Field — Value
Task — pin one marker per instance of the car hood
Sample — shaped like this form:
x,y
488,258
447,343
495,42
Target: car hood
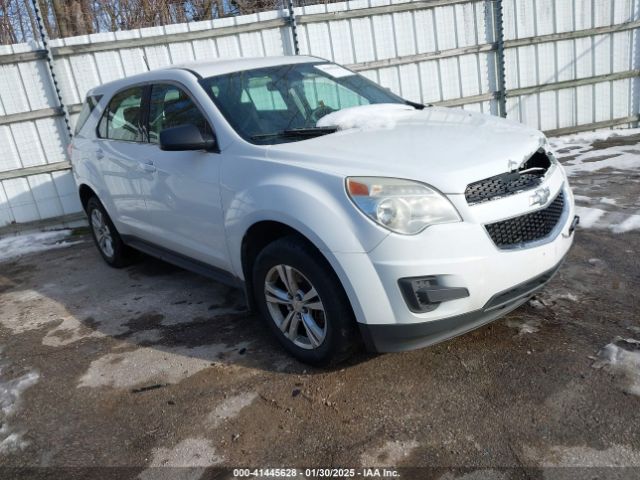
x,y
446,148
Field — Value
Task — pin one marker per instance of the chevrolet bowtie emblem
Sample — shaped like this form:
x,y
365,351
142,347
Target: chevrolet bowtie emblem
x,y
540,196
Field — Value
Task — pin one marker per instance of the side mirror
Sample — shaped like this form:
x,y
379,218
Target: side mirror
x,y
184,137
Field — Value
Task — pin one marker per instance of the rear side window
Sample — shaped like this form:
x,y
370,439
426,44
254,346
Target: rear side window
x,y
171,107
122,119
88,107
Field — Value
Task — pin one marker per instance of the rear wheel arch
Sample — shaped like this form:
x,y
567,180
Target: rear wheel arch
x,y
86,192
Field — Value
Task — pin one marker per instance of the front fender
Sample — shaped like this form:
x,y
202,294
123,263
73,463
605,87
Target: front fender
x,y
316,206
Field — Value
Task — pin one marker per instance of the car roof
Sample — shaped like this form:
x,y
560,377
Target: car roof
x,y
208,68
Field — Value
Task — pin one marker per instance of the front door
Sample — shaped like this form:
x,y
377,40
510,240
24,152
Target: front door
x,y
184,198
121,151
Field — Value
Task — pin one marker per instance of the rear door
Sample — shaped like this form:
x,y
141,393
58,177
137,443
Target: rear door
x,y
184,199
122,154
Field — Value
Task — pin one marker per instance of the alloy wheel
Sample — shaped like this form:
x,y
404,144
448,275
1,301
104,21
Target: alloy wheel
x,y
295,306
102,233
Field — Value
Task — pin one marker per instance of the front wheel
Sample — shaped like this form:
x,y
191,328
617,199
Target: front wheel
x,y
106,237
302,301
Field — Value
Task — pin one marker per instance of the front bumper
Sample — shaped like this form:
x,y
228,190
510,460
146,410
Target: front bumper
x,y
462,257
403,337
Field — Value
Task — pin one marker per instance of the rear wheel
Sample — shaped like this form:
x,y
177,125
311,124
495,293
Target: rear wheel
x,y
303,302
106,237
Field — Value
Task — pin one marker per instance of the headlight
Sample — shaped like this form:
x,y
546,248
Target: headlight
x,y
402,206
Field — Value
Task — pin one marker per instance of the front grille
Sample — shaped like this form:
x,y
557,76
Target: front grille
x,y
527,228
528,176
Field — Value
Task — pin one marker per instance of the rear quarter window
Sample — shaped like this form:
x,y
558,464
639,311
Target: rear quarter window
x,y
88,107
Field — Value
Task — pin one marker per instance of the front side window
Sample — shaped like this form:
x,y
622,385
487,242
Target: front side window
x,y
265,105
170,106
89,105
122,119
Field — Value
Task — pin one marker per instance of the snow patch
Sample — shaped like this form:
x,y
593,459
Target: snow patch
x,y
10,393
389,455
16,246
631,223
617,222
589,217
587,138
623,363
152,365
195,453
230,408
367,117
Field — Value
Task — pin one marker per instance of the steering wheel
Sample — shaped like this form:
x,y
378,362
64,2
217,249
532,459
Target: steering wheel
x,y
320,112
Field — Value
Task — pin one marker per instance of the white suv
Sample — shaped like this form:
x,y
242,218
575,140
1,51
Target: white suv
x,y
346,213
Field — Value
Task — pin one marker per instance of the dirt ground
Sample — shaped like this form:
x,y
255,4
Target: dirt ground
x,y
154,366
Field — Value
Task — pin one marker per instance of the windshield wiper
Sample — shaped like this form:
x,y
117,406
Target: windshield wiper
x,y
298,132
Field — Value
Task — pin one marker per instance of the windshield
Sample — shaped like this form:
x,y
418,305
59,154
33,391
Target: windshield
x,y
284,103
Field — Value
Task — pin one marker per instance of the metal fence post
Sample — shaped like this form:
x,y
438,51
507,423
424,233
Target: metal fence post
x,y
294,27
498,23
50,63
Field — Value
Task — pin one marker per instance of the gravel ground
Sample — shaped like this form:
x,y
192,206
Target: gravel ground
x,y
153,366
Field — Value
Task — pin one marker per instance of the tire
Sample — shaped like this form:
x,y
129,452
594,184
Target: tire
x,y
317,326
106,237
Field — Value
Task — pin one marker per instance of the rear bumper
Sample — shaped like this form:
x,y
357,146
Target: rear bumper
x,y
403,337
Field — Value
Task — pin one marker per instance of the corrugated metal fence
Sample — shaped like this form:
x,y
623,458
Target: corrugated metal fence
x,y
558,65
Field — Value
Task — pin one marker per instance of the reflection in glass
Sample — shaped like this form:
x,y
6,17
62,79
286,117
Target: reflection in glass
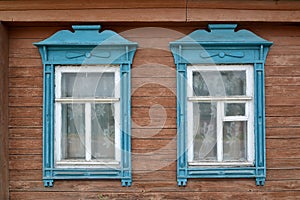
x,y
234,109
205,131
235,141
103,131
88,84
219,83
73,131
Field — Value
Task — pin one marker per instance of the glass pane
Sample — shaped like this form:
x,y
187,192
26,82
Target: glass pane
x,y
235,141
234,109
103,131
73,131
88,84
219,83
205,131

• PROBLEM DETAILS
Each entry needs to be retyped exactly; the pictures stay out.

• SOLUTION FOR THIS TASK
Field — Value
Task — pin one marker per instance of the car hood
Sample — shaped like this form:
x,y
488,258
447,343
495,42
Target: car hood
x,y
446,148
Field — Value
Task — pin one marker per instance of the chevrolet bowtie emblem
Sample — shaped like this form:
x,y
365,351
142,347
Target: chevrolet bowtie emblem
x,y
540,196
Field — Value
Task — pin one marker per instance of the side mirror
Sample — shaped like this form:
x,y
379,218
Target: side mirror
x,y
184,137
Field — Value
Task — pin one marker per instance of the rear side window
Sample — shaped like this form:
x,y
370,439
426,44
254,346
Target: rear side window
x,y
171,107
122,119
88,107
Field — Value
Task — pin one marker per instance of the rear wheel arch
Sample — shaped like this form:
x,y
567,180
Target: rear wheel arch
x,y
86,192
Field — Value
Task — pin one marker per instance of the front fender
Sample — shaped like this form:
x,y
202,294
123,263
73,463
605,87
Target: front fender
x,y
316,206
Field — Value
Task — pin one marker per instance of the car roof
Sample — shaped like this form:
x,y
560,377
Target: car roof
x,y
208,68
Field — Value
Task — pin one marker per instance of the front door
Sample — shaped like this form:
x,y
377,40
510,240
24,152
Target: front door
x,y
184,198
121,151
Field — Value
Task — pin one marker per instance of the rear door
Sample — shaped like this form:
x,y
141,393
58,177
137,443
Target: rear door
x,y
184,199
122,154
Field — Value
Task — pin one marker per instance of the alloy wheel
Sample — shaped like this form:
x,y
404,144
448,275
1,301
104,21
Target: alloy wheel
x,y
295,306
102,233
Field — Value
Task — pin one marker per instance of the front wheel
Sample — shaped like this form:
x,y
191,328
617,199
Target: front wheel
x,y
106,237
302,301
Field — Value
Task — pin one marker per instance of the front bumper
Sample — shaped like this form:
x,y
228,190
510,460
146,410
Target: front bumper
x,y
462,257
403,337
Field — Value
Task — pin one marker per instance of the rear wheel
Sample — shaped like this form:
x,y
177,125
311,124
495,293
Target: rear wheel
x,y
303,302
106,237
Field — Value
Task — pin one marker per instance of the headlight
Sample — shaped like this form:
x,y
546,248
Target: headlight
x,y
402,206
Field — Value
Task — pin one marker per instance of the front grille
Sample — shaped like this form:
x,y
557,76
Target: front grille
x,y
527,228
528,176
Field — Value
Task — pin one marker per instance of the rear quarter window
Sample — shaped like this form:
x,y
558,464
639,311
Target: rear quarter window
x,y
88,107
Field — Value
Task — pin one marker per instance of the front side window
Sample — shaped like this form:
x,y
622,385
487,242
Target: front side window
x,y
265,105
170,106
89,105
122,119
Field — Value
Task — pin one marker per instance of the snow patch
Sample — shaped like this form:
x,y
593,459
Target: snow patch
x,y
10,393
389,455
16,246
631,223
617,222
589,217
587,138
623,363
152,365
195,453
230,408
367,117
Field — Value
Task — pin one marker per instance of the steering wheel
Sample — shaped like this form:
x,y
378,362
64,2
217,249
532,459
Target: steering wheel
x,y
320,112
Field — Value
Task — pin one marker per instance of the white suv
Sample — shaped like this form:
x,y
242,218
575,140
1,51
Target: white suv
x,y
346,213
Field — Value
Task — pin one marker per instance of the dirt ground
Sample — shaped like this form:
x,y
255,4
Target: dirt ground
x,y
154,366
Field — Value
Task — pin one marker per instance of the windshield wiper
Sample — shaped like this form:
x,y
117,406
Target: windshield wiper
x,y
298,132
Field — Value
Task — pin one marker per instance of the windshield
Sample — shaped like this form:
x,y
418,305
59,154
33,391
Target: windshield
x,y
284,103
Field — Value
Task — pin one marker per instance of the metal fence post
Sample — shaped like this form:
x,y
438,51
507,423
424,233
Target: metal fence post
x,y
294,27
498,23
50,63
Field — Value
Task — pin one marker per instance of the gravel ground
Sample — shaped like this form:
x,y
192,206
Target: gravel ground
x,y
153,366
Field — Value
Task — pin one marker per instance of the tire
Sample — shaped like this form:
x,y
129,452
594,184
Target: tire
x,y
317,326
106,237
Field — Value
Task — pin one marker per instance of the rear bumper
Sample — shaped like this form:
x,y
357,146
Target: rear bumper
x,y
403,337
Field — Value
Task — pin one marker per instance of the corrugated metal fence
Sample — shaped like this form:
x,y
623,458
Target: corrugated metal fence
x,y
558,65
Field — Value
Task — pin one marker per instance of the reflection in glass
Sample — shaped like this form:
x,y
6,17
62,79
286,117
Target: reflection in glass
x,y
234,109
205,131
235,141
103,131
88,84
219,83
73,131
Field — Value
Task — pin one marker per instance of the glass pane
Sample — shaped like this form:
x,y
187,192
26,82
Target: glass pane
x,y
235,141
234,109
103,131
73,131
88,84
219,83
205,131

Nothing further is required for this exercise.